▶ **PROMPT**: Please carry on the weekly finance and technology newsletter below, picking up after its final sentence.

*** SELECTED TEXT ***

December 14 · Issue #40 · View online

A weekly summary of the latest news in our world of finance, design, and technology.

Also: 🧐 PSD2 - a necessary evil? 👩‍🎤 Banking on status 💳 Status on payments 🚗 Crypto for credit-cards and cars 👔 Stripe - the Internet’s most undervalued company 🎄 The economics of Christmas trees

🧐 PSD2 - a necessary evil?
The PSD2 saga in Norway continues this week with Cicero Consulting stating that PSD2 is a necessary evil for many banks and that the error lies in how the legislation is designed and enforced. They conclude that they don’t think the fintechs will get what they want before the Financial Supervisory Authority in Norway takes action. Both clarifies and enforces the regulations that have been made. I think we now have reached peak PSD2-news-fatigue. Let’s hope something actionable happens soon!
👩‍🎤 Banking on status
Why do many Neobanks feel more like lifestyle brands than banks or tech companies? As we’ve written a lot about before, cards are the only physical manifestation of these banks, even though they are no longer needed in Norway. I haven’t paid with a physical card for almost a year now. So why do these modern banks go through the hassle of producing and shipping physical cards? The answer is signaling. It’s also the same reason why the credit card number has moved from the front to the card’s back. It makes it easier to share on social media. Julian Lehr points out that it weirdly enough seems like all the neobanks are focusing on the same target audience instead of differentiating their signaling messages. He suggests that they could increase their total addressable market by doing brand collaborations. Think N26 x Manchester United. An interesting idea for sure!
Speaking of banking on status, Cash App by Square just launched an apparel collection, proving that Julian Lehr is onto something.
💳 Status on payments
Vipps is throwing out Nets in favor of Adyen to handle card payments for Vipps online. Adyen has, in a relatively few years, gone from being a smaller Fintech-company from the Netherlands to being a European competitor to Stripe. But because the company is an engine that does not have an interface for end customers, Adyen is still unknown to most people outside the Fintech world. 
🚗 Crypto for credit-cards and cars
As we usually see when the Bitcoin-prices surge, news related to crypto-currencies also increase:
However, the most interesting Crypto-find this week is the card manufacturer Ford, which is thinking about how smart traffic control systems can financially reward drivers in exchange for minor inconveniences.

*** DATA EXCERPTS ***

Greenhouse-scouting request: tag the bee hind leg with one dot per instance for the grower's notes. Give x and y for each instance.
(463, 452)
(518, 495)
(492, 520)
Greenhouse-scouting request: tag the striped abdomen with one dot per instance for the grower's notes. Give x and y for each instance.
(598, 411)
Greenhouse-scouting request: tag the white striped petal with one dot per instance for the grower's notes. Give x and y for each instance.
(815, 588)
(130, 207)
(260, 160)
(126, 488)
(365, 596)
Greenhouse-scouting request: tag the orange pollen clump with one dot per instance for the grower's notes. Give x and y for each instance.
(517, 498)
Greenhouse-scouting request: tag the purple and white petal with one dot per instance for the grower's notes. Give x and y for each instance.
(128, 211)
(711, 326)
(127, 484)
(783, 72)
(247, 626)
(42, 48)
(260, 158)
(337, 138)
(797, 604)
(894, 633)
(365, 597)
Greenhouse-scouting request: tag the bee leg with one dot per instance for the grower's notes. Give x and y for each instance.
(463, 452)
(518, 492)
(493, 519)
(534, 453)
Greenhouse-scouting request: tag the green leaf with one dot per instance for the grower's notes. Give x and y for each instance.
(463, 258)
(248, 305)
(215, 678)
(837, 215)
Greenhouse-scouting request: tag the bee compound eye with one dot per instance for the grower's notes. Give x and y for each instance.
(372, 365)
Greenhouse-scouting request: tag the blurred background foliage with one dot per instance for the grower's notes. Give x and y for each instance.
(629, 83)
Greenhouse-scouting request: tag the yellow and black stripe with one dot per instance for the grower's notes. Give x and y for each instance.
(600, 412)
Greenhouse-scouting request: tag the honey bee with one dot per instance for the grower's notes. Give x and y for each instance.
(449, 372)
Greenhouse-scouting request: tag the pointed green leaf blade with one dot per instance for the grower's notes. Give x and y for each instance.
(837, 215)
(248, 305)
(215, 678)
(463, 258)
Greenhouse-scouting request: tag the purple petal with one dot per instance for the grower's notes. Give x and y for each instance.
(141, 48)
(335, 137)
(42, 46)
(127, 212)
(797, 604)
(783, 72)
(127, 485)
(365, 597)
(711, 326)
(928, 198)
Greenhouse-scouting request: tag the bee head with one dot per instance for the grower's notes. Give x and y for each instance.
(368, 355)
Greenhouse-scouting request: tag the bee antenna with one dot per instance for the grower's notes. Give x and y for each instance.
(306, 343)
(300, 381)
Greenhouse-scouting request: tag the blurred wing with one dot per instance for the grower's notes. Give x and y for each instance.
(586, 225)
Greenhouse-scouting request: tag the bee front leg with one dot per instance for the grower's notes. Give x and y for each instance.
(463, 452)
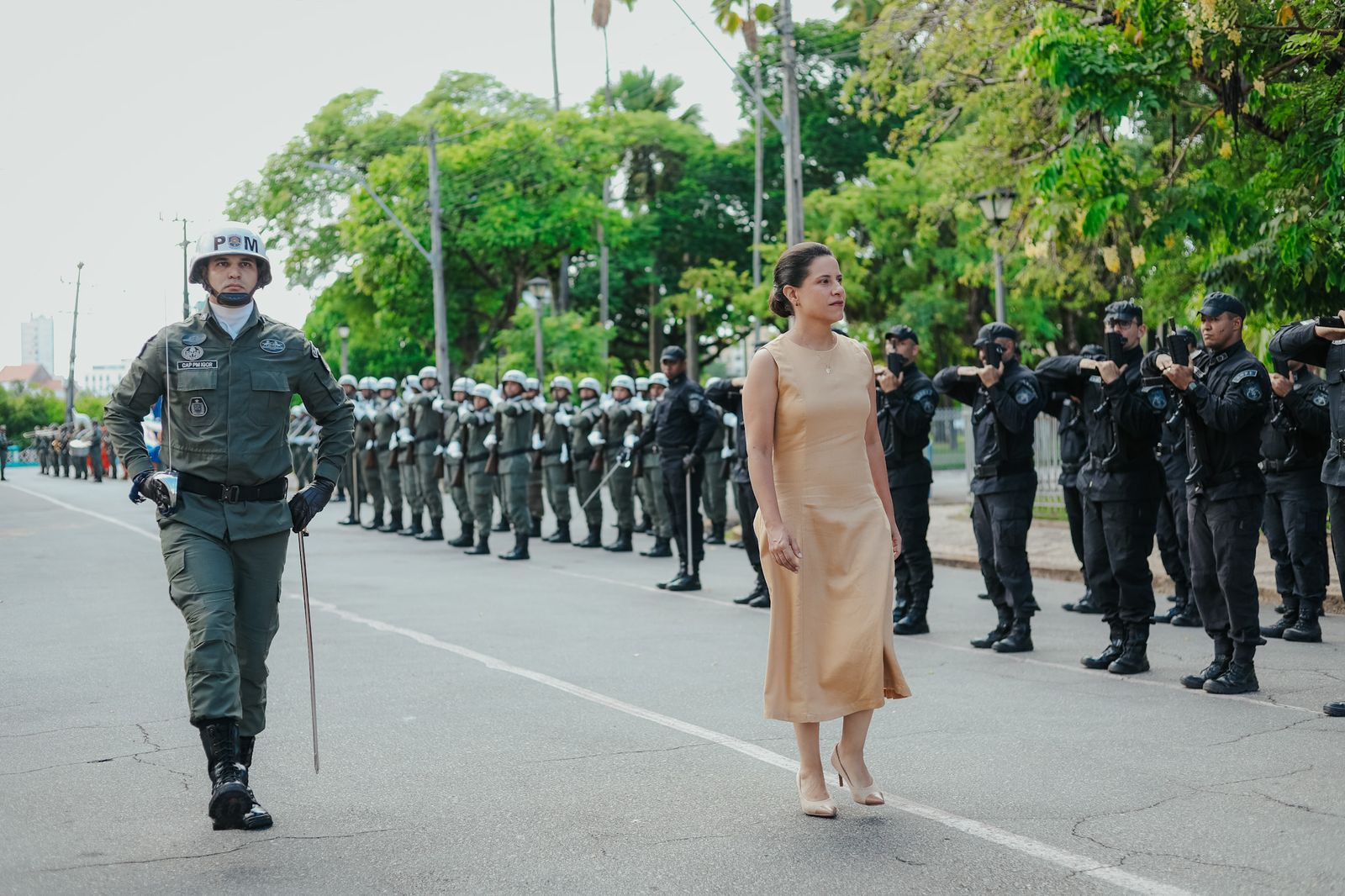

***

▶ **WRITTEN ANSWER**:
For example, imagine a vehicle wants to merge into a lane of traffic. To do this, other vehicles would need to slow down, and in turn an inconvenience is created for them. Ford is proposing a system where the vehicles that need to slow down receive a payment for slowing down, while the vehicle that wants to do the slowing down, incurs a payment.
What is most interesting about this idea from Ford is how smart infrastructure could enable new forms of automated transactions with smart contracts and cryptocurrency.
👔 Stripe - the Internet's most undervalued company
Last week we wrote a lot about Stripe and their two new features, Treasury and Capital. Not Boring by Packy McCormick did a relatively deep dive on Stripe in August and named them as the Internet’s most undervalued company. Last week he wrote a follow-up covering the API-first ecosystem where Stripe and Twilio are in the forefront.
Sidenote: I'm very proud of writing a newsletter on Fintech for almost a year and this is my first newsletter adding a Venn diagram
Sidenote: I'm very proud of writing a newsletter on Fintech for almost a year and this is my first newsletter adding a Venn diagram
🎄 The economics of Christmas trees
The newsletter is taking two weeks off, charging our batteries. While we’re sitting around the Christmas tree, opening presents, we’ll contemplate the economics of these trees in our living rooms. Did you know that it takes around 8-10 years for a tree to evolve to proper living room size? Or that the industry is a case study in supply and demand: In the 90s, farmers planted too many trees resulting in rock-bottom prices ten years later? 
🎅 Merry Christmas from Stacc!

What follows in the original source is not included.